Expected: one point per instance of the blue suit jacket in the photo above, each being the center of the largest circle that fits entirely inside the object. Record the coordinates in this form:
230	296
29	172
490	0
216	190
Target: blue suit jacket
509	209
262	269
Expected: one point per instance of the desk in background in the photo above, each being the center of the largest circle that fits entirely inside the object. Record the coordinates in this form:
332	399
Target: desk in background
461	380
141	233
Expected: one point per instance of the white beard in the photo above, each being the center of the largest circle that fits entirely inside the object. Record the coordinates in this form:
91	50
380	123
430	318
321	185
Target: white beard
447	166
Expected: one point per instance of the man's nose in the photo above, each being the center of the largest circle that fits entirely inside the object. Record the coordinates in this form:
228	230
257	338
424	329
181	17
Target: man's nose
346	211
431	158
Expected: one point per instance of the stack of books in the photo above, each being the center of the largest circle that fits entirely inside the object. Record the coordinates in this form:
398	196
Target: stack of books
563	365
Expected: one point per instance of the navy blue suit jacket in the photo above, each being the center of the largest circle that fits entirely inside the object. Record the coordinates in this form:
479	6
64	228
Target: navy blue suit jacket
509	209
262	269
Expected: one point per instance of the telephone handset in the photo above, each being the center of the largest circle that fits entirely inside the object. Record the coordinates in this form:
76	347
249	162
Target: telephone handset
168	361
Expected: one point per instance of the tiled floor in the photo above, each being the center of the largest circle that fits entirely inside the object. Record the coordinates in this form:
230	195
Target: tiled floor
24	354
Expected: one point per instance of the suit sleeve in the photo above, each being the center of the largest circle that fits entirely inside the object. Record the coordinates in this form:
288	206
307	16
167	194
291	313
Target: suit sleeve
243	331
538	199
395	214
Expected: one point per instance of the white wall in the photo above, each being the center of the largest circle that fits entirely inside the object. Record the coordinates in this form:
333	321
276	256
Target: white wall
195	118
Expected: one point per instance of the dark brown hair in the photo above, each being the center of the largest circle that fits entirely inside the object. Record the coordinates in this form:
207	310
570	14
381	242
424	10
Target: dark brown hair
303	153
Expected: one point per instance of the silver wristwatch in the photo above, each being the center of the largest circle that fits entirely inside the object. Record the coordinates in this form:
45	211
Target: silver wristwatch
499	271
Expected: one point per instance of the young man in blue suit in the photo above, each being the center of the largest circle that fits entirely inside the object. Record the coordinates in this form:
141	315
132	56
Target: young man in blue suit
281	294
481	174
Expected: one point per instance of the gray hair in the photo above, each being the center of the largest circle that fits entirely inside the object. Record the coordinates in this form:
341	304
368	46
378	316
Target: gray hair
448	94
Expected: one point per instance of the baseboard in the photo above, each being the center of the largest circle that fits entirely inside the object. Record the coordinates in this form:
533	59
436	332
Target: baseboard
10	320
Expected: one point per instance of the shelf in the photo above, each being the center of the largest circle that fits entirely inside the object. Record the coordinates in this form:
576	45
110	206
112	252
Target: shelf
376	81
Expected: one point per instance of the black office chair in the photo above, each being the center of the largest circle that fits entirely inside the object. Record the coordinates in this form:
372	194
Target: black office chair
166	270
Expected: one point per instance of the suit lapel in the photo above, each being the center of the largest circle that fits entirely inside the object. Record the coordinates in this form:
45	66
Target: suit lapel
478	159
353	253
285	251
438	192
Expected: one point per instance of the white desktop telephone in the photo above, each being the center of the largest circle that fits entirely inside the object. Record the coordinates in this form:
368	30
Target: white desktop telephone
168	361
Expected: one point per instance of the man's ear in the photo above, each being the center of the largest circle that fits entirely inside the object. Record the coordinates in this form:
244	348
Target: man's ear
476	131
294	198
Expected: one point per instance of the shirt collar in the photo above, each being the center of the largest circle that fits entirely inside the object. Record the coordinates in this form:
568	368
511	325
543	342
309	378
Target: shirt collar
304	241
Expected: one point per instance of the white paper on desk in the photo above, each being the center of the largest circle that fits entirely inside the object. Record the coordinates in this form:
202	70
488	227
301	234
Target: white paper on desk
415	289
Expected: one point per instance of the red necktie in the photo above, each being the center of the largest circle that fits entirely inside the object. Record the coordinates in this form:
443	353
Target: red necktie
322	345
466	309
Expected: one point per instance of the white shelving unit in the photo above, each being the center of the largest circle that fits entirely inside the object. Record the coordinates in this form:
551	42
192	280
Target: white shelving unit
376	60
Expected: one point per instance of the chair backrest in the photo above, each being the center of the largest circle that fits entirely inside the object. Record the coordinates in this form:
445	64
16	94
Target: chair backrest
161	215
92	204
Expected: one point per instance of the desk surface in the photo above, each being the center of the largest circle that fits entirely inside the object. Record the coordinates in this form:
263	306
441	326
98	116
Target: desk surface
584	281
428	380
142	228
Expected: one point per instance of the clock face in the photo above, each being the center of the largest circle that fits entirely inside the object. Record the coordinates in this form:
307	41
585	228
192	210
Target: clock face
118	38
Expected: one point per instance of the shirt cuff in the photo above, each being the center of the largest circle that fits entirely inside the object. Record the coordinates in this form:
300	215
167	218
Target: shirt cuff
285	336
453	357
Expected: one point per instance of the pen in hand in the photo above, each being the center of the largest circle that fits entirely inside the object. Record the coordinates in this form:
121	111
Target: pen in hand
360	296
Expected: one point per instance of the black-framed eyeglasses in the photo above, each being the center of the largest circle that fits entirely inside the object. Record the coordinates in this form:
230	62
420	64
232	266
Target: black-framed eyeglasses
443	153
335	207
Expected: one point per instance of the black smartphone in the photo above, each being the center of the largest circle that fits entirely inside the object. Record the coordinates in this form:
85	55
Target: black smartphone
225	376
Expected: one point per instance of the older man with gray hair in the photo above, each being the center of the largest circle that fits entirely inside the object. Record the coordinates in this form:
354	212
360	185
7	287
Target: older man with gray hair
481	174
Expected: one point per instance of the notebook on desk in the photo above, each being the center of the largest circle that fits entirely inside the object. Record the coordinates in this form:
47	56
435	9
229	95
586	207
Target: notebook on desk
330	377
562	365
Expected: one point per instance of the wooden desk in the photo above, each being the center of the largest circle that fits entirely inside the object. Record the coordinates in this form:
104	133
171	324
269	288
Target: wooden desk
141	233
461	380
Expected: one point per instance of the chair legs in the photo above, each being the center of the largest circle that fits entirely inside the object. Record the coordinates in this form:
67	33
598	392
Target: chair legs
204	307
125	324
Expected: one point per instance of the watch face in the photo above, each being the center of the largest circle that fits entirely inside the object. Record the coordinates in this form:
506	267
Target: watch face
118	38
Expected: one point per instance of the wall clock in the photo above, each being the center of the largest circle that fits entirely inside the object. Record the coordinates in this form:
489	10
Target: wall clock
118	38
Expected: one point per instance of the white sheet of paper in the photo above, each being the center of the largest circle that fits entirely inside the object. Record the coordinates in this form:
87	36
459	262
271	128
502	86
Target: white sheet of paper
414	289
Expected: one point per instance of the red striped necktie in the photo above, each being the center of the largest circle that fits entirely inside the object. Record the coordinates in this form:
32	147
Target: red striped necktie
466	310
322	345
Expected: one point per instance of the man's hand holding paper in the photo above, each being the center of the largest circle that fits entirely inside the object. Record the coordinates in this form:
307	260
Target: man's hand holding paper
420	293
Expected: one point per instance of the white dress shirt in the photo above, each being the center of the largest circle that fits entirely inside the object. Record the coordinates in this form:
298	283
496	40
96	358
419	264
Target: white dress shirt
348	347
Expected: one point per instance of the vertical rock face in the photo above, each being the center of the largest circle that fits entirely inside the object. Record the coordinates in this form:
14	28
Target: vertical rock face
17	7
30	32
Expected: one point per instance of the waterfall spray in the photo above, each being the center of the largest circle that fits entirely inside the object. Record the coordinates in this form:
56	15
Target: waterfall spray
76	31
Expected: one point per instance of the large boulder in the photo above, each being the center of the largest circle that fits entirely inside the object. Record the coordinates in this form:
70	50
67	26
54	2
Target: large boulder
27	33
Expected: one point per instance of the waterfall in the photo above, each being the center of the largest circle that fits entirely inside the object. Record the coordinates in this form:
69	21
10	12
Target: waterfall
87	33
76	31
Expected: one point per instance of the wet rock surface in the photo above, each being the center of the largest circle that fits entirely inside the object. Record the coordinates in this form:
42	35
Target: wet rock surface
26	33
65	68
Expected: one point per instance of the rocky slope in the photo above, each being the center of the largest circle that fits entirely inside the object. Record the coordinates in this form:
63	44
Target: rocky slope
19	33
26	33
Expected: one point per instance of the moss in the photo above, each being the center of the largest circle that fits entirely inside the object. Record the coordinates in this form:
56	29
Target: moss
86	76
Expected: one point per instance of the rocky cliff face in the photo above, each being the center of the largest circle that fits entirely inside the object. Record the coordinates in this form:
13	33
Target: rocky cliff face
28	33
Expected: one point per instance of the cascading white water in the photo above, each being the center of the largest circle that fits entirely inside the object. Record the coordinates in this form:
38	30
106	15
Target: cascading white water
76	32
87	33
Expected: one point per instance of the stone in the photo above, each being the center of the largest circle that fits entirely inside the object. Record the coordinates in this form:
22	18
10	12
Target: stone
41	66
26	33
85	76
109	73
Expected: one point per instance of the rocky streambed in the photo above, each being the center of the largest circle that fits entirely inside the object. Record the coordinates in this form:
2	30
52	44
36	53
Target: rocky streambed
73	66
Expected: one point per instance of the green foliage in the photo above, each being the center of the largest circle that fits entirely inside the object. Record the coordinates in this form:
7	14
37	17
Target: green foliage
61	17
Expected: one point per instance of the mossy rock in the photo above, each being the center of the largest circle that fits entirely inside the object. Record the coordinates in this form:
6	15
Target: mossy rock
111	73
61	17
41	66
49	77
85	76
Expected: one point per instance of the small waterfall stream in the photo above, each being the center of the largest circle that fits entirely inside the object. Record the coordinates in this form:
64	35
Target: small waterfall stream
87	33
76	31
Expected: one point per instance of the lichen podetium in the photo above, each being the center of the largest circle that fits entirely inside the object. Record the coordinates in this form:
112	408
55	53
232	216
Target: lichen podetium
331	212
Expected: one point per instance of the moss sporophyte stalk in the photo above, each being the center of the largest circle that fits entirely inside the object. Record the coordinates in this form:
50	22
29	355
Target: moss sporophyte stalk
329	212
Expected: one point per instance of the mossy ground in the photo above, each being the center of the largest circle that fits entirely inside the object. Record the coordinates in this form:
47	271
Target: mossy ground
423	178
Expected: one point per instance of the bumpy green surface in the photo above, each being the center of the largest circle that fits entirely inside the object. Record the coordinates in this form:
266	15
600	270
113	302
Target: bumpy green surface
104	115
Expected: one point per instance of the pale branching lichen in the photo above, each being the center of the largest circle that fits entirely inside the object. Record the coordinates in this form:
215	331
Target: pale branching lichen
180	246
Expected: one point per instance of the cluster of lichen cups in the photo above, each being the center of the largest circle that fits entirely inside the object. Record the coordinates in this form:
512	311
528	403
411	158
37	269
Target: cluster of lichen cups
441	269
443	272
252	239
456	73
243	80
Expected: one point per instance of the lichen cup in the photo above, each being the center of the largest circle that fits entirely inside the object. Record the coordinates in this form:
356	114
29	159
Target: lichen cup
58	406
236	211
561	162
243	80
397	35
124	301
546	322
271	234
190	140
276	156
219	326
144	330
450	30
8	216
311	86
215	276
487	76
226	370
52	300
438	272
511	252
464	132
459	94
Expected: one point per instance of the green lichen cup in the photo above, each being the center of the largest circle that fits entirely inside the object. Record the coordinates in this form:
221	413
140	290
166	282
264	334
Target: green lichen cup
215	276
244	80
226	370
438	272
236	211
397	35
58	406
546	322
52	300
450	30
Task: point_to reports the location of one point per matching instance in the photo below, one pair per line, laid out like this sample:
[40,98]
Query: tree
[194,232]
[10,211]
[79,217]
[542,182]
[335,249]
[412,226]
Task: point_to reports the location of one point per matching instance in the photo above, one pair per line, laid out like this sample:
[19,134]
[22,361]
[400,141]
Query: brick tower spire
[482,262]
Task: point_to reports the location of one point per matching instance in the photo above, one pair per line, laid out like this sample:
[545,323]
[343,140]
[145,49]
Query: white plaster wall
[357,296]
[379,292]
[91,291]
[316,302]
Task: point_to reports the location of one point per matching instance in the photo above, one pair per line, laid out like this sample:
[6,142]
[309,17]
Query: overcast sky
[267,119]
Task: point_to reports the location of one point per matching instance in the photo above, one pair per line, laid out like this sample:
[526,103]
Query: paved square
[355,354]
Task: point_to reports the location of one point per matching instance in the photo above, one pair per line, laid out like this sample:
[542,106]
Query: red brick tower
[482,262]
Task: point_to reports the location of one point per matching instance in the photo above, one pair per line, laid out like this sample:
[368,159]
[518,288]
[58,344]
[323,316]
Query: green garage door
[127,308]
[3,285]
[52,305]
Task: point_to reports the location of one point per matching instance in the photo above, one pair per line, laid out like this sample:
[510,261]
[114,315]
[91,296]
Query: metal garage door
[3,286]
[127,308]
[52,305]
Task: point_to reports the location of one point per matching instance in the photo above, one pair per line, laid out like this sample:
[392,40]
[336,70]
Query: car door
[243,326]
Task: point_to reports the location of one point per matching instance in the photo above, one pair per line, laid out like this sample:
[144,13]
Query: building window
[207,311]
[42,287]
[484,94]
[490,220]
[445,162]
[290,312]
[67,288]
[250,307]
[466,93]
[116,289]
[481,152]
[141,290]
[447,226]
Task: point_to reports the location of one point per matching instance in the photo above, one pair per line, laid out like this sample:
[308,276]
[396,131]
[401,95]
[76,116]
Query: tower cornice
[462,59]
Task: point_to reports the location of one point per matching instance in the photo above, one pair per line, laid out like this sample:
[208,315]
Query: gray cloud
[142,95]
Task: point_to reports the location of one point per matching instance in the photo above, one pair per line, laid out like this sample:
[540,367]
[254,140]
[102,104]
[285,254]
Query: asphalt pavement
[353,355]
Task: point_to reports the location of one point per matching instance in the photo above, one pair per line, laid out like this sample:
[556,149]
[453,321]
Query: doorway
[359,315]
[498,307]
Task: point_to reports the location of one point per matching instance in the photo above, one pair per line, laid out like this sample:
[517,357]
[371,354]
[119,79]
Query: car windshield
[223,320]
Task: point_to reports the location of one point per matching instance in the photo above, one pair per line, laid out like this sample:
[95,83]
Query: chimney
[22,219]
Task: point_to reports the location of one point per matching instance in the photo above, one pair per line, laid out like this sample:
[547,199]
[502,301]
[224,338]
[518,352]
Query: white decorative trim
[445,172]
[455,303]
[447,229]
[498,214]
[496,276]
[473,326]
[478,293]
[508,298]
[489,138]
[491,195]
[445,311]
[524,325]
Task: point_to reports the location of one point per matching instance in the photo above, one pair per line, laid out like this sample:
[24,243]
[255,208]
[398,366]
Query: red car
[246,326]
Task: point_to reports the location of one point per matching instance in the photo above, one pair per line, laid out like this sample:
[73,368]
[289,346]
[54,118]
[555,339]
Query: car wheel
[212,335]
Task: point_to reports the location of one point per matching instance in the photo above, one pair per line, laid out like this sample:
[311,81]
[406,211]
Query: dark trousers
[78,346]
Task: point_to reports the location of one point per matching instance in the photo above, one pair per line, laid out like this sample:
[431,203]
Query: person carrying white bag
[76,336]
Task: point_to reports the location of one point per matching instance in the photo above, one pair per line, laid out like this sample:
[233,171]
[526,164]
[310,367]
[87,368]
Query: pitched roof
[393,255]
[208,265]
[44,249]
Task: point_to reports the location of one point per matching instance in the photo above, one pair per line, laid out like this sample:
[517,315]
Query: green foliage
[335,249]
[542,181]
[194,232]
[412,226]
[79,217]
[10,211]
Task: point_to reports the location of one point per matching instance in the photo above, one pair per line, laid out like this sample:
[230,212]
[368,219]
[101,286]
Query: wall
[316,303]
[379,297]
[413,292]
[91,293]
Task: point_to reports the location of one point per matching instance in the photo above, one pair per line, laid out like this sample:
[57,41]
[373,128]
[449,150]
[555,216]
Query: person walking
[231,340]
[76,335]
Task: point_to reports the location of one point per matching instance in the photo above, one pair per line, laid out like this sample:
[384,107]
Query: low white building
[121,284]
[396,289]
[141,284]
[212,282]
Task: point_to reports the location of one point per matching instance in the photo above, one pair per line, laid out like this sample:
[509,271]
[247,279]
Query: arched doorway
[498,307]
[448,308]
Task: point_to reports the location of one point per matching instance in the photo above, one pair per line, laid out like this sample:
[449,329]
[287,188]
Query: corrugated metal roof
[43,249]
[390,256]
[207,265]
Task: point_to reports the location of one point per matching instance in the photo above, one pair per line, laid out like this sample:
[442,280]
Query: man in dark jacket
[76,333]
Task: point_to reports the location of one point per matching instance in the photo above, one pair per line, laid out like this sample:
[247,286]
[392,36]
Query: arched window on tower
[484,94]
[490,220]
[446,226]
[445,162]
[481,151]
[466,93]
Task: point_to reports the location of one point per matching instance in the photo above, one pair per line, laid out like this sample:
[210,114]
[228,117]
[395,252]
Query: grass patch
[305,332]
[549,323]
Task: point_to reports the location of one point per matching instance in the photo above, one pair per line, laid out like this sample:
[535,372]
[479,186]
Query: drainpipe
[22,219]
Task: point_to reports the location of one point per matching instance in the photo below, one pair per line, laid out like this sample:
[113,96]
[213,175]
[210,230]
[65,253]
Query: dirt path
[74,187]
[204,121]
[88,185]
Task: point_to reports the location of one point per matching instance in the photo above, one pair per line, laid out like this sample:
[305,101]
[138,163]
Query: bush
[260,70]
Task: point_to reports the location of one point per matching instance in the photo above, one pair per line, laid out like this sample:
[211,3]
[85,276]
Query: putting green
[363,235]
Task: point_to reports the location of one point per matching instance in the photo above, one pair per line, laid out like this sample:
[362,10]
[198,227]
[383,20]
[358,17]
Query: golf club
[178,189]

● ● ● ●

■ Aim of the task ■
Pull out each line of the rows above that contains the word "wristwatch" and copy those lines in their original order.

■ The result ■
Expected: one point per instance of the silver wristwatch in the photo above, each being the center of the largest circle that fits entirely inside the object. Record the coordinates in this form:
Target: silver wristwatch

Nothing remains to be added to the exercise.